§ REQUIRED WORK: The data below should be restated word for word, with every picture omitted.

§ PROVIDED RECORDS:
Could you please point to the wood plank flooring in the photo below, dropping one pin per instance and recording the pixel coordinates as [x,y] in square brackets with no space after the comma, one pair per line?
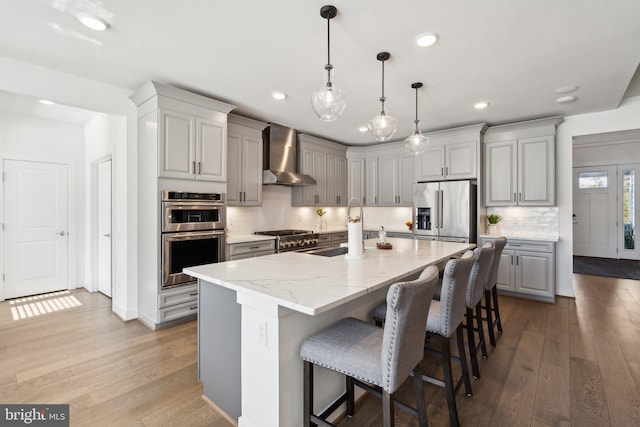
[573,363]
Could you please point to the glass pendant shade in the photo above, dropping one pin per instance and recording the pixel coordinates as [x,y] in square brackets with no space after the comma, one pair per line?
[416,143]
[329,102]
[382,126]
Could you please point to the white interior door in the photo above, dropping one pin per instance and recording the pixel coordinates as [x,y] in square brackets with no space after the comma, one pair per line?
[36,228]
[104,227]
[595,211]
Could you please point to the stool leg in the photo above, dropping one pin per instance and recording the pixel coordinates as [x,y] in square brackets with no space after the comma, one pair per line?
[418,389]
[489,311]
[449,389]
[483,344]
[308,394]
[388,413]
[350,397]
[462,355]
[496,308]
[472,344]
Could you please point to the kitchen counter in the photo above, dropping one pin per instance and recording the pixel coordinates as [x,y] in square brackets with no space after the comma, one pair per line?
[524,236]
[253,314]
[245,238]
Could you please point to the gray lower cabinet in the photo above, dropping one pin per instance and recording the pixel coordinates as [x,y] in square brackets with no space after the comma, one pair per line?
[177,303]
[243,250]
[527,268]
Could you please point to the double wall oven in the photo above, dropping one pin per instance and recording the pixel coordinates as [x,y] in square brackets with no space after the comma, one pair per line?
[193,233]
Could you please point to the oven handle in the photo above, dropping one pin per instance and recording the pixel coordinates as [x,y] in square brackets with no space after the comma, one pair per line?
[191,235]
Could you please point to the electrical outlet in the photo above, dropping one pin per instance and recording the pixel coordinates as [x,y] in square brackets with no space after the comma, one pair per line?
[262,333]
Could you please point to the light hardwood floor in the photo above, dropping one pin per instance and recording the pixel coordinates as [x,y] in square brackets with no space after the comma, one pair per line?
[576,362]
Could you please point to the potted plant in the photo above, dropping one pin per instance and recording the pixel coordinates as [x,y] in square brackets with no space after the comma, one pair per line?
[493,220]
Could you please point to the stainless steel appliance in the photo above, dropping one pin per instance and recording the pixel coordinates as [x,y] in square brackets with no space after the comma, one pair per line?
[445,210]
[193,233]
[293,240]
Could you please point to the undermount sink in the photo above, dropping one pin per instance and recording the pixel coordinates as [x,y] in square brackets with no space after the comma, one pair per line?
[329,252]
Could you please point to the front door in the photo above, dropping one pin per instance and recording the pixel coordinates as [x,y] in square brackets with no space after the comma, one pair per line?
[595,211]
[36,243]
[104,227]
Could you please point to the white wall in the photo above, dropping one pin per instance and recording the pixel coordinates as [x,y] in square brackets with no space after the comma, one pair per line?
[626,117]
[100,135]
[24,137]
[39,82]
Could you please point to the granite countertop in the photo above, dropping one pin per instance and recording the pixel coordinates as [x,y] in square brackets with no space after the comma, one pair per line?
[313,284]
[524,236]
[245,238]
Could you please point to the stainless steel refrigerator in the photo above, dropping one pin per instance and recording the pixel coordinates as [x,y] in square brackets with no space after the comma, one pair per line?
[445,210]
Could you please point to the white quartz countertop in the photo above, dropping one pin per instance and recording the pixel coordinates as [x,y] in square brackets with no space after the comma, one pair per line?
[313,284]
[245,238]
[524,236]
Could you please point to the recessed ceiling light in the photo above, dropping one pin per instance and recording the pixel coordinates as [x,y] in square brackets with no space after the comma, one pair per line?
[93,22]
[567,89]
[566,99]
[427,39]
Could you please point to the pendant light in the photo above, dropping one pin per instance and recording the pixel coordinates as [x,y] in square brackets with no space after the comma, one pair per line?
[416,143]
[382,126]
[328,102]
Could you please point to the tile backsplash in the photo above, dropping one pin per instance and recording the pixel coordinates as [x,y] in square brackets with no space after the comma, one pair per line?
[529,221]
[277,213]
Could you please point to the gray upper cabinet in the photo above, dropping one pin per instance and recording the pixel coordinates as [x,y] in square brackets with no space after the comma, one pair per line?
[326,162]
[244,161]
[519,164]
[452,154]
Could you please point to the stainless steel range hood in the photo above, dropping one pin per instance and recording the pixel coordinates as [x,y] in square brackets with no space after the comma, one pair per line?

§ EXERCISE SOLUTION:
Could you please point to the wood plank flooring in the photo below, dropping one pin per instance and recording the pixel coordinates as [x,y] in square brackets with no space after the comma, one pair per line?
[573,363]
Could you please point to the glass pendant shade in the photo above, dropping one pin per instance and recording the pixel coordinates as [x,y] in square brackets with no space after the comma, one pair per line?
[416,143]
[329,102]
[382,126]
Could you please point to the white interior door in the photo above, dropping one pin per instance and recording the pixel coordinates as [x,y] in square brackets with no space after the comma, one pair per line?
[36,228]
[104,227]
[595,211]
Could you please point to the stool leg in the photo above, dropping one pin per instance and recording the pixel coordinates as [x,y] in square brackets with no space after the comma, one pair per line?
[418,389]
[489,311]
[449,389]
[483,344]
[308,394]
[388,413]
[350,397]
[462,355]
[496,308]
[472,344]
Could you please point to the kitchen counter in the photo above, dropping one pin per instance and recording the pixel coordinates as [x,y] in square brackets with no space after the comma, one pair per line?
[524,236]
[253,314]
[245,238]
Could you please point to the gray lower cabinet in the photo above, dropping one pin per instance and recording the pixel coordinates as [x,y] in square brackets with no space after the comma, one pair per line?
[177,303]
[243,250]
[527,268]
Could you please point to the double wall oven in the photo above, dropping one pin per instance and recording the pixel coordinates as [x,y] in square brackets with no space after the comma, one pair per line?
[193,233]
Could you please point to the oven handle in the photo above, dropping one pin per instance and recording the pixel coordinates as [x,y] in square brackets with no space after the comma, one pair per line?
[191,235]
Could you please point to the electrical outlet in the photo above, dropping one pin per instance and recording the pixel coordinates as [x,y] in square brackets with no space after the comma, one pair per line?
[262,333]
Could you please point to the light hardwood floor in the photo above, dropping one pin per instance and recording the pixel coordinates as [x,y] in square brackets with no space after the comma, one pair per line?
[576,362]
Could you please point to the potted plant in the photo above, dropping one pin per instance and recording the pixel coordinates as [x,y] in square brackets with no space after the comma, one pair per line?
[493,220]
Could you please point to the stainless steel appliance in the photo above, dropping one pin per instance and recording the pixel coordinates as [x,y] in square brackets with no space after the comma, one pair per line?
[445,210]
[193,233]
[293,240]
Could you please point to the undermount sink in the photo above, dropping one pin per instance and recording the pixel coordinates as [x,y] in square brackets with no space after the comma, one pair per line?
[329,252]
Could you please point to the front door in the photo above, dropping one pin per instance and recording the pixel coordinates as [x,y] in square brackets with no space after the comma, one pair per line?
[595,211]
[36,243]
[104,227]
Could you please point to the white wall in the photo above, dropping one pin per instance and recording the pixel coordinates as [x,y] in square brackets with no space after the comma, one pair per line?
[626,117]
[100,135]
[24,137]
[39,82]
Could you please point to the granite countertop in the photo above, dropping one pin per instance and recording the pixel coordinates as [x,y] in square brackets with no space after the comma, one pair per line?
[313,284]
[524,236]
[245,238]
Could you please point to the stainless steel refrigerator in the photo above, dropping one pin per instance and recording the pixel coordinates as [x,y] in square brackets with no space after the comma, one pair per line?
[445,210]
Could you please point to the white quartz countertop in the photo above, dropping one pin per instance and recording the pixel coordinates as [x,y] in square brackets with no space after the comma, one pair per line?
[313,284]
[245,238]
[524,236]
Could you please point to the recessed ceiling light in the photo above, dropping one pin per instance and recording the pixel coordinates as [x,y] in square brackets with no space after the comma, one pair per line?
[93,22]
[567,89]
[566,99]
[427,39]
Could you please point to the pendant light in the photo above, dropping one pin per instance and recording the pixel coordinates as [x,y] in square brackets with no space after the comma, one pair per line?
[416,143]
[382,126]
[328,102]
Could you please point to the tile backsplash in the photo above, dropping one pin per instance and recording the pixel coordinates as [x,y] in square brackets with no space after the comma, one pair per line?
[529,221]
[277,213]
Could you please point to the gray upper cabinet in the photo above, dropping one pin per instance and recording the pixel coordinates as [x,y] in square brackets with no space after the comma, one pair per line?
[326,162]
[244,161]
[519,164]
[452,154]
Could you please point to the stainless steel range hood in the photo above, dropping one pin per instance and recording the pixel coordinates as [x,y] in square brackets with no space after the comma, one pair per line?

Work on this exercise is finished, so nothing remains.